:: WHAT YOU NEED TO DO ::
Set down the material below word for word, excluding the pictures.

:: MATERIAL TO PROCESS ::
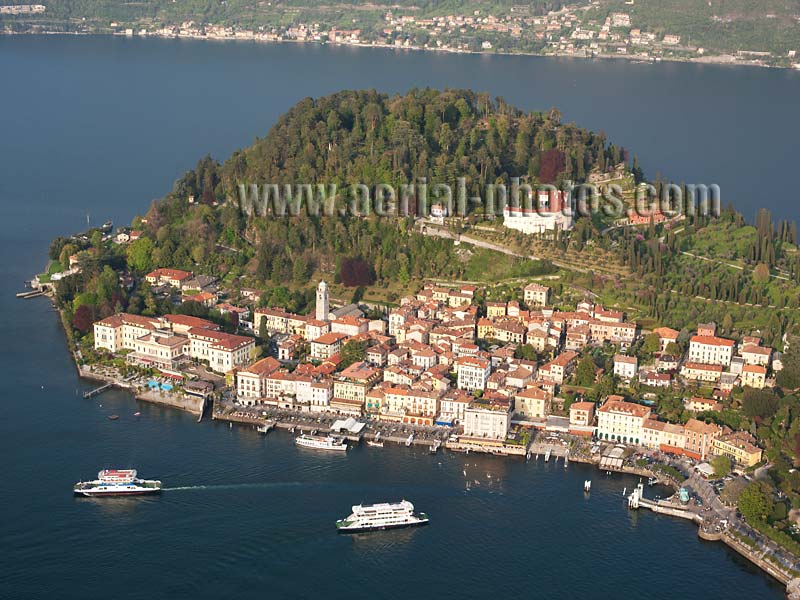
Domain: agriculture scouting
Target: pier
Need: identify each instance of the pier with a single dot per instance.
(30, 294)
(98, 390)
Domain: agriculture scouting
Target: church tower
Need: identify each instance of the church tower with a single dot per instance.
(323, 306)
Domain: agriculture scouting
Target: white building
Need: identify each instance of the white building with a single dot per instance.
(710, 350)
(323, 302)
(487, 421)
(473, 372)
(621, 421)
(251, 382)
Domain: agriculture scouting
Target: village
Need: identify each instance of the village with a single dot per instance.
(564, 32)
(436, 361)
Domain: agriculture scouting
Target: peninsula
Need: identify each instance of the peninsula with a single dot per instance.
(655, 339)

:: SOLUTION TO THE PROBLEM ::
Domain: agriculture scouting
Target: pier
Need: identify each instance of the pier with a single dot per instance.
(30, 294)
(98, 390)
Domain: agriculture scouting
Target: church tower
Need: identify each instance of the church tower with a single dot per instance.
(323, 306)
Domain: agriculture scouting
Target: white building
Need: identify each instance of the white building with a single dot per instance.
(710, 350)
(323, 302)
(487, 421)
(473, 372)
(621, 421)
(251, 382)
Domain: agriculture scouting
Target: village
Need: identify each instance of the village with a single dot per instance.
(564, 32)
(436, 361)
Domain: agriculture scouting
Target: peninsula
Need: identify each instance of the peninsula with a single dot per instance.
(655, 339)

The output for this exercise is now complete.